### EXTRACT
The binge raised the eyebrows of campaign finance experts who said campaign funds are strictly prohibited for any personal use by the Federal Election Commission.
“It appears to not be a legal use of campaign funds,” Ann Ravel, a former Obama-appointed chairwoman of the FEC, told The Post…
“The expenses were reimbursed on Jan. 30,” Hawley’s office said after being contacted by The Post this week. “This was a trip for the respective Leadership PACs of Senators Hawley and Blunt. The event is designed specifically for families to attend. Guests are encouraged to bring their children and Sen. Blunt has been hosting it for a number of years.”
By Nick Gerda
In response to a lawsuit from the ACLU, Orange County’s top elected officials have now deleted their longtime ban against public commenters mentioning the officials’ names or questioning them without permission.
The rule – which had been on the books for decades – required that public comments be directed at the entire Board of Supervisors and “not to any individual Board member.”
“No question shall be asked of any Board or staff member without first obtaining permission of the Chair,” added the rule, which went unchanged since it was first adopted in 1971…
ACLU attorneys said their actions and the ultimate settlement defended the public’s right to redress their government leaders.
“There’s a lot of local government bodies who see the public, particularly people who have critical things to say about them, as a nuisance,” said Peter Eliasberg, an attorney with the ACLU of Southern California who helped lead the lawsuit.
“I think the case just emphasizes the continuing importance of pushing local governments to abide by the state’s quite good laws around public meetings,” he added. “[Public comment] is a way that the public can communicate how they feel about their elected officials. And it’s important that they be allowed to do so.”
By Joshua Ceballos
Gov. Ron DeSantis and Florida GOP leaders are taking aim at the so-called big tech oligarchy with a new legislative proposal meant to regulate and punish social-media sites for their alleged bias against conservatives. But several attorneys tell New Times the proposal won’t hold water in court.
Last week, DeSantis and Florida House Speaker Chris Sprowls announced their intent to file the Transparency in Technology Act, legislation that, if enacted, would allow the Florida Elections Commission to fine tech companies that de-platform a political candidate $100,000 a day until the candidate’s page is restored.
The proposal would also allow citizens and the state attorney general to sue a tech company for alleged violations of the company’s own terms of service and allow users to opt out of content algorithms that tailor a website to a user’s interests.
By Peter Hall and Kayla Dwyer
Raub Middle School teacher Jason Moorehead’s social media posts from the Jan. 6 rally for former President Donald Trump in Washington, D.C., began circulating in Allentown on the afternoon when the world watched in horror as protesters stormed the U.S. Capitol…
The uproar was enough for Allentown School District to suspend him with pay while it investigated his involvement in the day’s events…
Moorehead says he was never closer than a mile away from the Capitol building that day and didn’t realize the violence that occurred until after he had left.

### TASK SET
A - Repeat the portion of the news excerpt between "By Joshua Ceballos" and "a user’s interests.", inclusive.
B - In what year was the Orange County Board of Supervisors' public comment rule first adopted, according to the news excerpt?

### INFORMATION PROVIDED
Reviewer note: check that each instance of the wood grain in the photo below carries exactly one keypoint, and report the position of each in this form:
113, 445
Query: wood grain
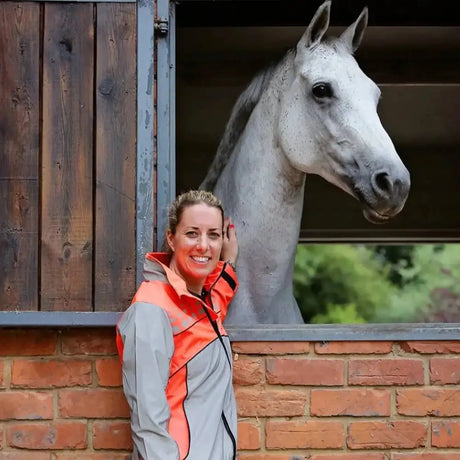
114, 282
67, 166
19, 155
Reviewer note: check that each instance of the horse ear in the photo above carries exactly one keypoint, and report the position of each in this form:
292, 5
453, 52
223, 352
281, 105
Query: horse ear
354, 34
317, 28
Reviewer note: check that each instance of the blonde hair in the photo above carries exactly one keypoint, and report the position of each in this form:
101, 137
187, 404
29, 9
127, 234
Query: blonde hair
184, 201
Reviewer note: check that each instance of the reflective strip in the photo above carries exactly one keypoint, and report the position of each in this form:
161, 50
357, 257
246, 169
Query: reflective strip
178, 428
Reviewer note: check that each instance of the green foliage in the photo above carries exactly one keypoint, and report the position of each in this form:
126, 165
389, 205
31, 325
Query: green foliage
345, 314
355, 284
329, 279
430, 287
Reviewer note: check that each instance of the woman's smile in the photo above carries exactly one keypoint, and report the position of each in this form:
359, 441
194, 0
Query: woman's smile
196, 244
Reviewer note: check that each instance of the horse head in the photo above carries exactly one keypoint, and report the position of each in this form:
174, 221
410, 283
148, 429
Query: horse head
328, 123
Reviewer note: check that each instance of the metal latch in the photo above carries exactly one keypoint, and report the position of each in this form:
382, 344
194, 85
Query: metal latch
161, 25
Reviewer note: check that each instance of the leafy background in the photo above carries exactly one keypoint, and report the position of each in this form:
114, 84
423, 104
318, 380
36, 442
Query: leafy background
375, 284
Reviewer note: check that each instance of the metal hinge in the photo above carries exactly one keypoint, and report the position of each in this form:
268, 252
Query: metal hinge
161, 25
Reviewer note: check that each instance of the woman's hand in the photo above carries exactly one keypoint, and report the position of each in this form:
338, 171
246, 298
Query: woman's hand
229, 251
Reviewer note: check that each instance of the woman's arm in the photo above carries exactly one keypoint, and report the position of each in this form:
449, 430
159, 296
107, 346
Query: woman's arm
147, 350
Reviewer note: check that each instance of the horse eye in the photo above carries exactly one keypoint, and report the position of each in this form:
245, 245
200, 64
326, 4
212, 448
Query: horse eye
322, 90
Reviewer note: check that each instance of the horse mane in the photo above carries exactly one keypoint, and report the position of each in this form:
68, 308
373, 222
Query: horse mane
239, 116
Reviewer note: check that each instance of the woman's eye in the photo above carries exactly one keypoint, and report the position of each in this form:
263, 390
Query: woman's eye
322, 90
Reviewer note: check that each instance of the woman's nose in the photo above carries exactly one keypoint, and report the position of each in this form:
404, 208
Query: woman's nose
203, 242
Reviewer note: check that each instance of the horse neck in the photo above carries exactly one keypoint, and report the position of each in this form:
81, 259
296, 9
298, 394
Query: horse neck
258, 181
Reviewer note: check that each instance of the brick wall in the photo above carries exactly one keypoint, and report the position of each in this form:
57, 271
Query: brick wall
61, 399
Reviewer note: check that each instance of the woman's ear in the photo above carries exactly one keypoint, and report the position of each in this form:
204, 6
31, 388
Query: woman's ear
170, 239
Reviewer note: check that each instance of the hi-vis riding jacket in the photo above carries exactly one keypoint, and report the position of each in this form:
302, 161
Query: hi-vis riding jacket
177, 366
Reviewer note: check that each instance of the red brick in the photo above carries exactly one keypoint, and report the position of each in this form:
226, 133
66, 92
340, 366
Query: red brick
431, 346
90, 456
28, 342
440, 402
47, 374
354, 402
112, 435
25, 405
445, 371
304, 435
24, 455
248, 436
366, 456
270, 403
305, 371
271, 348
344, 348
94, 403
109, 372
93, 341
426, 456
386, 435
248, 371
445, 433
57, 435
385, 372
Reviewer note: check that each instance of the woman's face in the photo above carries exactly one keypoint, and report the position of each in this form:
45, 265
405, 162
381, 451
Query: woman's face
196, 244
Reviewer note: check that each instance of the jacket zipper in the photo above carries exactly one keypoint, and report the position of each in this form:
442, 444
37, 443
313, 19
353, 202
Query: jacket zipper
219, 335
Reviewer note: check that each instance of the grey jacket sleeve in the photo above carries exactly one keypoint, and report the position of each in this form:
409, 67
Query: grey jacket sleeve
147, 350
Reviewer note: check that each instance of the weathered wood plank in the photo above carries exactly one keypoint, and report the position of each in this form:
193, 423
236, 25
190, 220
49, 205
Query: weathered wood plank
19, 155
115, 260
67, 221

### RESPONSES BY ITEM NUMBER
A -
By Joshua Ceballos
Gov. Ron DeSantis and Florida GOP leaders are taking aim at the so-called big tech oligarchy with a new legislative proposal meant to regulate and punish social-media sites for their alleged bias against conservatives. But several attorneys tell New Times the proposal won’t hold water in court.
Last week, DeSantis and Florida House Speaker Chris Sprowls announced their intent to file the Transparency in Technology Act, legislation that, if enacted, would allow the Florida Elections Commission to fine tech companies that de-platform a political candidate $100,000 a day until the candidate’s page is restored.
The proposal would also allow citizens and the state attorney general to sue a tech company for alleged violations of the company’s own terms of service and allow users to opt out of content algorithms that tailor a website to a user’s interests.

B - 1971